→ **Assignment**
Search the records below for the word "window", then return every line where it appears.

··· Given information ···

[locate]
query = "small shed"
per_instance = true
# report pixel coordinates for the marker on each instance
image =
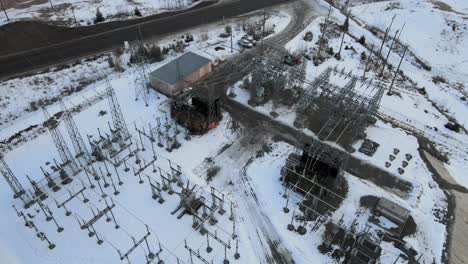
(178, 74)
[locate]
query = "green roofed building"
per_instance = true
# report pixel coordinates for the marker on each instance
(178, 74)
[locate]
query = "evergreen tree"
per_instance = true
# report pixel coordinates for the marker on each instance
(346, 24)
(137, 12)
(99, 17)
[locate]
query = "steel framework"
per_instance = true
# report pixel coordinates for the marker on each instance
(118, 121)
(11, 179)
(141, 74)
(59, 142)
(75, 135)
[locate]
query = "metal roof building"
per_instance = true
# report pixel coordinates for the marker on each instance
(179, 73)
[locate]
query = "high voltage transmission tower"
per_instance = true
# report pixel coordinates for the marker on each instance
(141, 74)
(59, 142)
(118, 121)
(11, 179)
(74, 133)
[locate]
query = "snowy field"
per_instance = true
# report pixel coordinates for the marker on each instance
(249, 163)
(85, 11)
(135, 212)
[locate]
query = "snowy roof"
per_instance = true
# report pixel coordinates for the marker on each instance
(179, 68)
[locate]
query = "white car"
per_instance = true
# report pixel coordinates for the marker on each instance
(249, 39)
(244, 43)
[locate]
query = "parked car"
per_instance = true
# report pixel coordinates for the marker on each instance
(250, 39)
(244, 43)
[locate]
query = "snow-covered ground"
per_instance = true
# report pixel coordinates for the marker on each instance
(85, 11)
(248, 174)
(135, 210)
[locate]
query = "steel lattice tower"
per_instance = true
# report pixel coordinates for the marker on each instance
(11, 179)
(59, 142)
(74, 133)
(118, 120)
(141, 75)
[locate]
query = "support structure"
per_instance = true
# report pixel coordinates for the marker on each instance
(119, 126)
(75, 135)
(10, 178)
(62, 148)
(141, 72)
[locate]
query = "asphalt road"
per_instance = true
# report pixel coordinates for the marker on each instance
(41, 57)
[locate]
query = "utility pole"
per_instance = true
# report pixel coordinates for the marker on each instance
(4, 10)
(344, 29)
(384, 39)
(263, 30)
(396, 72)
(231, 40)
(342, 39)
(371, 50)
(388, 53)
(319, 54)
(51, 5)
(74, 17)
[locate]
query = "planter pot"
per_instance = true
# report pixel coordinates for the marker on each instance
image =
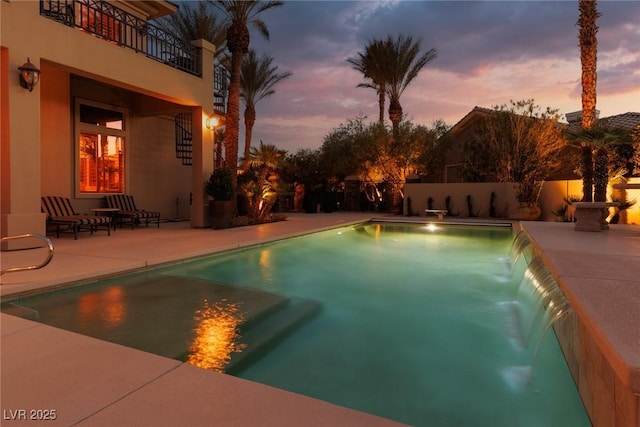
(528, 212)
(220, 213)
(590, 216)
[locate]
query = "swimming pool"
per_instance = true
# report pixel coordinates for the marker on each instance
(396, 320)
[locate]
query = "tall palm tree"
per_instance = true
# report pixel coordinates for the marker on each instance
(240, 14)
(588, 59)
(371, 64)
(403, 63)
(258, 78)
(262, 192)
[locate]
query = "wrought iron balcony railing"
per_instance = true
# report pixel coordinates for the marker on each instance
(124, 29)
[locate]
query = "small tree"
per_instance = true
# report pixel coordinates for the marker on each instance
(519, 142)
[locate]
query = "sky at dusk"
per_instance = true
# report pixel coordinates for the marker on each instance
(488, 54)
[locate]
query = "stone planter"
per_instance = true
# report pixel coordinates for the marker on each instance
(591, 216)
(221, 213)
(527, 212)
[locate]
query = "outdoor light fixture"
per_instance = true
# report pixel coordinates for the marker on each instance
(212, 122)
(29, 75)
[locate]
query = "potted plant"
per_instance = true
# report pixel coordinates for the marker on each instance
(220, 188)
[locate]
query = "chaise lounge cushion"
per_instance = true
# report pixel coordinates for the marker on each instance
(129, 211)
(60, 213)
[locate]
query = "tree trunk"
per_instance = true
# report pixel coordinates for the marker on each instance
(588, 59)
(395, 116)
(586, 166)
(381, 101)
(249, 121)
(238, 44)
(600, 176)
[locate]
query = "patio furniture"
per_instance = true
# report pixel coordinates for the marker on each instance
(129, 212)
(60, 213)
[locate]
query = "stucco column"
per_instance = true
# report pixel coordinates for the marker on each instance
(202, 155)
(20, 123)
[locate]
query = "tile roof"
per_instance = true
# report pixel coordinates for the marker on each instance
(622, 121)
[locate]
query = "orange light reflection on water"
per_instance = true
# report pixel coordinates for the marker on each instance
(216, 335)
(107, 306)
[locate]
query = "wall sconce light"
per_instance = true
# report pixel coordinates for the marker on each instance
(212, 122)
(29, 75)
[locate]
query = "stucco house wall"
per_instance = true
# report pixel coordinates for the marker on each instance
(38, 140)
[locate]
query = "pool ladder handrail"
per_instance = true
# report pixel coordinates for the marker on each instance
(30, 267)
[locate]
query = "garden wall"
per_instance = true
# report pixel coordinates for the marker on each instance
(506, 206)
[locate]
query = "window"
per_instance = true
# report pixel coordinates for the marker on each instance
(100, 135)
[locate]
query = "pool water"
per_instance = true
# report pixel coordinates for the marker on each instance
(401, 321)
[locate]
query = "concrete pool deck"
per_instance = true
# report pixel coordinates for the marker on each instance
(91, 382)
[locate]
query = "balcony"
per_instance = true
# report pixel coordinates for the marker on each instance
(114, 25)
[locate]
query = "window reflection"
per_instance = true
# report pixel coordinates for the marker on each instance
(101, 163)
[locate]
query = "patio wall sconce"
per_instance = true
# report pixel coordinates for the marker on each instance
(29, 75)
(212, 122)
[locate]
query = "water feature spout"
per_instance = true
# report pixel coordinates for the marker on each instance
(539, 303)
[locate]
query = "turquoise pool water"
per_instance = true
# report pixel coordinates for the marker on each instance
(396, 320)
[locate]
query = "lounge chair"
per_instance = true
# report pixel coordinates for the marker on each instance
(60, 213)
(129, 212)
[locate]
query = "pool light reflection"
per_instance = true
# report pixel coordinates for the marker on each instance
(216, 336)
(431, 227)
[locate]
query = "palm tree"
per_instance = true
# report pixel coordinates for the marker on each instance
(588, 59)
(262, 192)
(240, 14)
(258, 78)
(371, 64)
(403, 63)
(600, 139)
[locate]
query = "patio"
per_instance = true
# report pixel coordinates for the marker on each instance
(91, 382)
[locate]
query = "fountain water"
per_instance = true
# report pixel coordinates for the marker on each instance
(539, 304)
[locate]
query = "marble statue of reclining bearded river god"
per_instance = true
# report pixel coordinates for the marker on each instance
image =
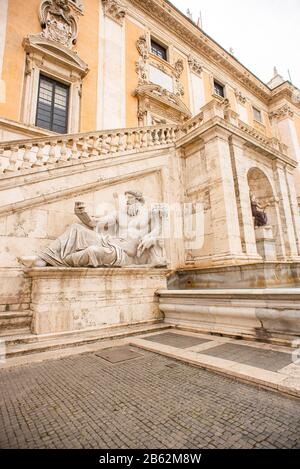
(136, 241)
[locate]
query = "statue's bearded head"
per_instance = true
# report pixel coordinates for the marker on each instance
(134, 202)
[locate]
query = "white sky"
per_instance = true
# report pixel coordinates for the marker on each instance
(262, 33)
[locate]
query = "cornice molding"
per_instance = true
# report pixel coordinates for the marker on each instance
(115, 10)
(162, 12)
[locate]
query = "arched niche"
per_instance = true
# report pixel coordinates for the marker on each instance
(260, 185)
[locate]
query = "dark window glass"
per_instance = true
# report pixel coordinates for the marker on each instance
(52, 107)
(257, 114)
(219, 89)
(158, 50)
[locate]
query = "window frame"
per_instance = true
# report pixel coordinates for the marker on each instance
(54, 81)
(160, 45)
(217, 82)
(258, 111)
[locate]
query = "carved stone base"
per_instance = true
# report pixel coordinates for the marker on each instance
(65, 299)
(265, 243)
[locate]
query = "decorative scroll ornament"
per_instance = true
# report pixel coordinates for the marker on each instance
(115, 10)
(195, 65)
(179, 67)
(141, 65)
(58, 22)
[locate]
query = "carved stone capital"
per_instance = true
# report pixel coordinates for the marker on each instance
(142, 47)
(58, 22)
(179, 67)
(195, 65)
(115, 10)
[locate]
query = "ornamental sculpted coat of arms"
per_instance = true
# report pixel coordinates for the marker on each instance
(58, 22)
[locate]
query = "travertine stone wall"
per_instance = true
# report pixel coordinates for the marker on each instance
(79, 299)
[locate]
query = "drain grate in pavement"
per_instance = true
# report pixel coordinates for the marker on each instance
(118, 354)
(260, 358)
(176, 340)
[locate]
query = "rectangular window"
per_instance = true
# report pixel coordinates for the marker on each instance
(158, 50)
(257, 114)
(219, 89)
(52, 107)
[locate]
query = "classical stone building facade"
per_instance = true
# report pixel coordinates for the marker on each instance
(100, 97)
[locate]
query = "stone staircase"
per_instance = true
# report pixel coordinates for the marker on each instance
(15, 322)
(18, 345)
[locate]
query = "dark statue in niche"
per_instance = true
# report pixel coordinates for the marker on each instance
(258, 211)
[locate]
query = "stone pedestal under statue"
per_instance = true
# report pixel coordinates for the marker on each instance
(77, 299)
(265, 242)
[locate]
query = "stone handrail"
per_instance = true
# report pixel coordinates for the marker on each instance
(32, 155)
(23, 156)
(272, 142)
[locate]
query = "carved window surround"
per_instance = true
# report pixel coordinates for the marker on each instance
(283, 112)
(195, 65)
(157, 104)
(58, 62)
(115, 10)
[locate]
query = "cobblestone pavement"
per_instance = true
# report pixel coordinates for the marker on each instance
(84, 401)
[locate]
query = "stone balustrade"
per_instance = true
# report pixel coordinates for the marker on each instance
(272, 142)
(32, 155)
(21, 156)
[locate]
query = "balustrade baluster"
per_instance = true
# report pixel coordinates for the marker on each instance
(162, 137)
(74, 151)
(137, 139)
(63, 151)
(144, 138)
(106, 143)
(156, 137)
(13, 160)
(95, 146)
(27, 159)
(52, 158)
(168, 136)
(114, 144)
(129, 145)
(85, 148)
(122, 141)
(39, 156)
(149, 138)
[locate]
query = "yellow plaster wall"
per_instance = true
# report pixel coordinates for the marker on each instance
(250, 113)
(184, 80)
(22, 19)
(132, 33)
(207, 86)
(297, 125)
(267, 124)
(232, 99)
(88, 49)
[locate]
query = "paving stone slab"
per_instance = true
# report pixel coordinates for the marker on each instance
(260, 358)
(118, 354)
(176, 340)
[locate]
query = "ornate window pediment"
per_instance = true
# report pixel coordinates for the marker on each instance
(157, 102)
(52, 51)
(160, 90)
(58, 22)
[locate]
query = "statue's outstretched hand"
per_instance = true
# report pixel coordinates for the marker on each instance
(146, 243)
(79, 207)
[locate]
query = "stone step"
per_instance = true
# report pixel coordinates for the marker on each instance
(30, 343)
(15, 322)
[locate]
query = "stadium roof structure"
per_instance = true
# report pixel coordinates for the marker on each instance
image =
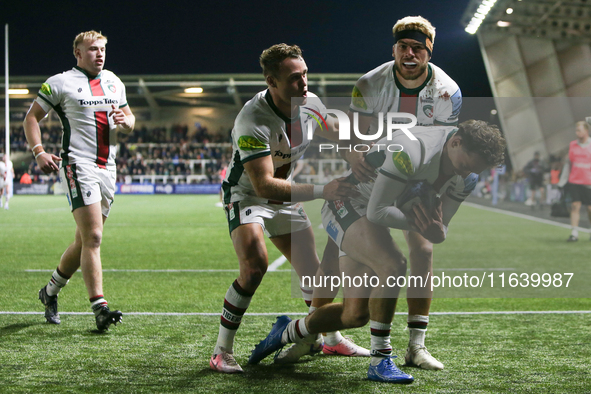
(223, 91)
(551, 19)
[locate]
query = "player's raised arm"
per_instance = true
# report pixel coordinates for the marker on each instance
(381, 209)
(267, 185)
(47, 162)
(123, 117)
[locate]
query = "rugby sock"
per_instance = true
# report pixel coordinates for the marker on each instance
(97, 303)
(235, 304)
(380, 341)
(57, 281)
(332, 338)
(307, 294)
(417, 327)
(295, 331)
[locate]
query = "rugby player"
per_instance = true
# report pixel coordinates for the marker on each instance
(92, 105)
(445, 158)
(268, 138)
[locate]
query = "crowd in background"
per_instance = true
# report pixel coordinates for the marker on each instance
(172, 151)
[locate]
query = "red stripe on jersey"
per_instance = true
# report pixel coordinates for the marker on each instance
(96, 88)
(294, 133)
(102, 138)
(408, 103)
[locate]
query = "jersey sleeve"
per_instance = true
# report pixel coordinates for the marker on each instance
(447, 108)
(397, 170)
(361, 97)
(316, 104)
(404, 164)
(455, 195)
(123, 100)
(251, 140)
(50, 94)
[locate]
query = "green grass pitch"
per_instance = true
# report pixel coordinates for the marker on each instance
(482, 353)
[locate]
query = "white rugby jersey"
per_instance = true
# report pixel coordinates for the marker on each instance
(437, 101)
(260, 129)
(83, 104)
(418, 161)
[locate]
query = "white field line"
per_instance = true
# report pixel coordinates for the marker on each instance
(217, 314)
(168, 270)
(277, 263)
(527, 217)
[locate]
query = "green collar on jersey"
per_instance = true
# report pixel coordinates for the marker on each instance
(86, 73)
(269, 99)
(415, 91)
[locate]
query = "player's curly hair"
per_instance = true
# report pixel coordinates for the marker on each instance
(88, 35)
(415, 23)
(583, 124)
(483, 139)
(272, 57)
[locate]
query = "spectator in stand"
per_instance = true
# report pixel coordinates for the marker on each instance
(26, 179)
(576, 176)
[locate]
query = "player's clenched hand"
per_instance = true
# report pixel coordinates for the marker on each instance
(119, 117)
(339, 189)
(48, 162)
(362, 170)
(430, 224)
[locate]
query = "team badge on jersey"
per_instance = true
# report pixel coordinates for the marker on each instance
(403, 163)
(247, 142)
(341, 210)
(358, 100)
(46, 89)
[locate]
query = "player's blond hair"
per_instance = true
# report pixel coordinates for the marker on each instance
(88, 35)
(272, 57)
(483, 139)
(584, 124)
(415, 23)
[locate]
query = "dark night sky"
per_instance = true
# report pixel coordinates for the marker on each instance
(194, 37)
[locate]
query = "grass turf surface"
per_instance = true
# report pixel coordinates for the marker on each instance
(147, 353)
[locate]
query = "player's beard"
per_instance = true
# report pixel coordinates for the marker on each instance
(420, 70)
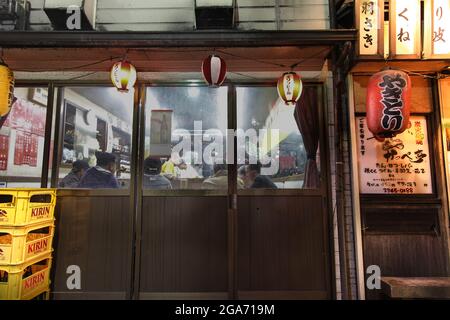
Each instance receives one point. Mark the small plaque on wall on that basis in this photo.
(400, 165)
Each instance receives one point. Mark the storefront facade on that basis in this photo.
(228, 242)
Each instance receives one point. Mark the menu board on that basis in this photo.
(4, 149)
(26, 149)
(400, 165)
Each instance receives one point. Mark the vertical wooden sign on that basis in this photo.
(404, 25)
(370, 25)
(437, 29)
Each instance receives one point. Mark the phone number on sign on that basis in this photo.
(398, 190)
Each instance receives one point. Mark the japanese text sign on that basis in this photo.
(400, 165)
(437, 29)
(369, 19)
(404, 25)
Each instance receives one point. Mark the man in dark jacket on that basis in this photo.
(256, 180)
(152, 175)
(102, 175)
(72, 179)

···

→ **Result of the task**
query = "window"
query = "window reflection"
query = "dark window glass"
query = "window frame"
query = "rectangular window"
query = "carved window surround"
query = "ornate window pediment"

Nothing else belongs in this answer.